[Point placement records]
--- begin ---
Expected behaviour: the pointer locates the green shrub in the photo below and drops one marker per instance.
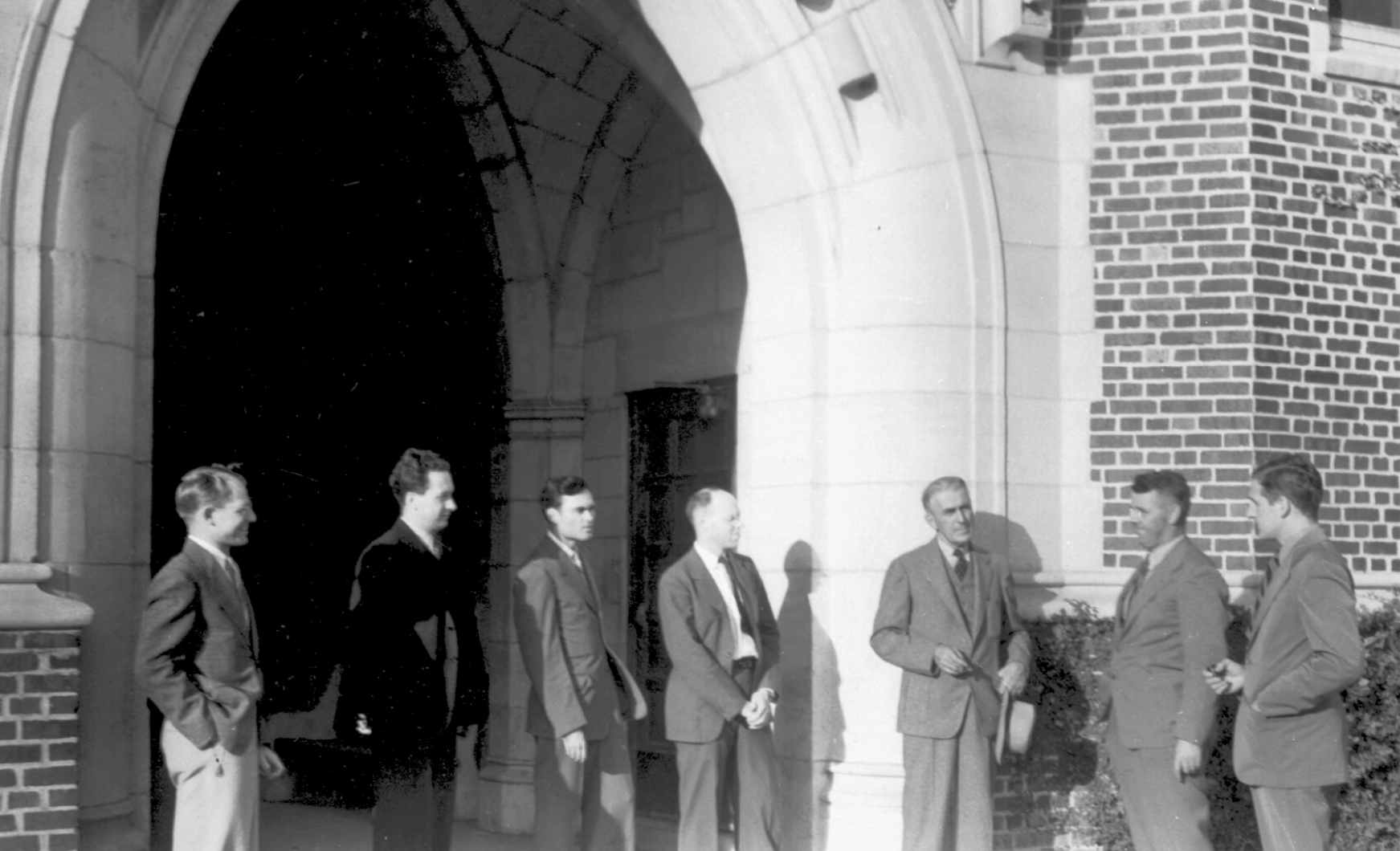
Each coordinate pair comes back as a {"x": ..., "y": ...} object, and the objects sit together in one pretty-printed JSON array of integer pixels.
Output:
[{"x": 1064, "y": 759}]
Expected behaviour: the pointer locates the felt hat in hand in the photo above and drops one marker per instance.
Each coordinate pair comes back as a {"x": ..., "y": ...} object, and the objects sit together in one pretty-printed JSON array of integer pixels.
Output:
[{"x": 1014, "y": 725}]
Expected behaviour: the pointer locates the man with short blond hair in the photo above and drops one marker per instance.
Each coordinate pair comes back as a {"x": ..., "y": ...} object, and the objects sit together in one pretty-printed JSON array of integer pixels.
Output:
[
  {"x": 580, "y": 692},
  {"x": 1169, "y": 625},
  {"x": 196, "y": 660},
  {"x": 721, "y": 692}
]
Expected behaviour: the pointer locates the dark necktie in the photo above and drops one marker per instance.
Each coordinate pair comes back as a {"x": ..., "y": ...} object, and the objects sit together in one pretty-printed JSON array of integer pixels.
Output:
[
  {"x": 1134, "y": 584},
  {"x": 738, "y": 595}
]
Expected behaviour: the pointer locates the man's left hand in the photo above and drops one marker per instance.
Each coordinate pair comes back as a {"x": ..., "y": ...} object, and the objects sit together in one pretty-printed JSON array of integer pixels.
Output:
[
  {"x": 1014, "y": 676},
  {"x": 269, "y": 764},
  {"x": 757, "y": 713},
  {"x": 1187, "y": 759}
]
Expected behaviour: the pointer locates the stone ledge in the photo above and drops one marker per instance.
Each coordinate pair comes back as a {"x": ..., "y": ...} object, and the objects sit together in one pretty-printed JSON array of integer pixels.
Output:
[{"x": 24, "y": 606}]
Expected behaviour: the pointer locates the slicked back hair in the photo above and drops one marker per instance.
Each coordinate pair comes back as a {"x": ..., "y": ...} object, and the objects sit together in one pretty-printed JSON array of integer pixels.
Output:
[
  {"x": 699, "y": 500},
  {"x": 555, "y": 491},
  {"x": 206, "y": 487},
  {"x": 410, "y": 474},
  {"x": 1166, "y": 482},
  {"x": 1296, "y": 478},
  {"x": 938, "y": 486}
]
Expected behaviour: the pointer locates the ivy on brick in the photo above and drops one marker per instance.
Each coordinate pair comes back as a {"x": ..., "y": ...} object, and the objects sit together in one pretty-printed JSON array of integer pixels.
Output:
[{"x": 1066, "y": 759}]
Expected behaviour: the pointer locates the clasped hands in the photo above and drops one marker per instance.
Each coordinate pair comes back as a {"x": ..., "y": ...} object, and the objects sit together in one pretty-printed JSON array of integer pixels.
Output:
[
  {"x": 759, "y": 711},
  {"x": 1225, "y": 678},
  {"x": 1010, "y": 679}
]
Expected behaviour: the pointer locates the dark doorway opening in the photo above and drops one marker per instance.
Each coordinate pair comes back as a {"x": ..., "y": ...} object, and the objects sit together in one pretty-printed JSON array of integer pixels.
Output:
[
  {"x": 326, "y": 295},
  {"x": 682, "y": 438}
]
--- end ---
• TASK STATEMENT
Can you reproduce word for word the lines starting at the one containing "Expected behaviour: the pointer locates the dark doorway" and ending with the final line of the items above?

• REPLY TO THE EXERCISE
Expected behaviour: the pointer locates the dark doorway opening in the photo above and drops one marker per instance.
Each coordinate pair comes back as a {"x": ..., "y": ...} object, and the objects sit together in one pretty-printed JSON array of integer pixels.
Output:
[
  {"x": 326, "y": 295},
  {"x": 682, "y": 438}
]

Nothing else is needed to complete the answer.